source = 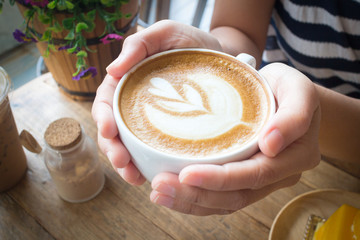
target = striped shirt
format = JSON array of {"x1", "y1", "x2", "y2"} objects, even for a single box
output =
[{"x1": 262, "y1": 0, "x2": 360, "y2": 98}]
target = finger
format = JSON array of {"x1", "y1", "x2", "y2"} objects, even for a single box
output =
[
  {"x1": 107, "y1": 20, "x2": 222, "y2": 78},
  {"x1": 106, "y1": 20, "x2": 187, "y2": 78},
  {"x1": 106, "y1": 31, "x2": 148, "y2": 78},
  {"x1": 179, "y1": 112, "x2": 320, "y2": 192},
  {"x1": 118, "y1": 161, "x2": 146, "y2": 186},
  {"x1": 92, "y1": 74, "x2": 119, "y2": 139},
  {"x1": 150, "y1": 191, "x2": 234, "y2": 216},
  {"x1": 150, "y1": 173, "x2": 300, "y2": 215},
  {"x1": 97, "y1": 132, "x2": 146, "y2": 185},
  {"x1": 97, "y1": 131, "x2": 131, "y2": 169},
  {"x1": 150, "y1": 173, "x2": 233, "y2": 215},
  {"x1": 258, "y1": 63, "x2": 320, "y2": 157}
]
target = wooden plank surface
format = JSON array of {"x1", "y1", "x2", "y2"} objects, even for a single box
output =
[
  {"x1": 0, "y1": 194, "x2": 54, "y2": 240},
  {"x1": 1, "y1": 73, "x2": 359, "y2": 240}
]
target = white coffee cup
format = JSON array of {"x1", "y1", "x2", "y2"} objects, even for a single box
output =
[{"x1": 113, "y1": 49, "x2": 276, "y2": 181}]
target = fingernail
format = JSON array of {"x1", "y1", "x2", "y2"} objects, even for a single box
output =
[
  {"x1": 179, "y1": 172, "x2": 202, "y2": 187},
  {"x1": 153, "y1": 183, "x2": 176, "y2": 197},
  {"x1": 106, "y1": 151, "x2": 113, "y2": 161},
  {"x1": 117, "y1": 168, "x2": 124, "y2": 177},
  {"x1": 264, "y1": 129, "x2": 284, "y2": 157},
  {"x1": 150, "y1": 191, "x2": 174, "y2": 208}
]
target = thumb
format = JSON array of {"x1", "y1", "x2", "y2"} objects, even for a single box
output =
[
  {"x1": 106, "y1": 20, "x2": 222, "y2": 79},
  {"x1": 258, "y1": 63, "x2": 319, "y2": 157},
  {"x1": 106, "y1": 20, "x2": 180, "y2": 78}
]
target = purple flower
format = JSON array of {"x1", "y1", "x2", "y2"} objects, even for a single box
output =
[
  {"x1": 58, "y1": 45, "x2": 71, "y2": 51},
  {"x1": 72, "y1": 67, "x2": 97, "y2": 81},
  {"x1": 13, "y1": 29, "x2": 37, "y2": 43},
  {"x1": 24, "y1": 0, "x2": 49, "y2": 7},
  {"x1": 100, "y1": 33, "x2": 123, "y2": 44},
  {"x1": 58, "y1": 45, "x2": 81, "y2": 54}
]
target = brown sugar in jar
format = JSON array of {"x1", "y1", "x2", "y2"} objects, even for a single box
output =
[{"x1": 44, "y1": 118, "x2": 104, "y2": 203}]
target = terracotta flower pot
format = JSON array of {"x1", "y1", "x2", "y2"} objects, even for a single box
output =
[{"x1": 17, "y1": 0, "x2": 139, "y2": 101}]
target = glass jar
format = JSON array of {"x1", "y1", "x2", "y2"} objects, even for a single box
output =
[
  {"x1": 43, "y1": 118, "x2": 104, "y2": 203},
  {"x1": 0, "y1": 67, "x2": 27, "y2": 192}
]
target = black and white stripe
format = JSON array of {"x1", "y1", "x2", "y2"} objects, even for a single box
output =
[{"x1": 261, "y1": 0, "x2": 360, "y2": 98}]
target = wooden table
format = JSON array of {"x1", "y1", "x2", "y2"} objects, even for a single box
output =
[{"x1": 1, "y1": 73, "x2": 359, "y2": 240}]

____

Go through the entries above and say how many lines include the word "target". Give the number only.

12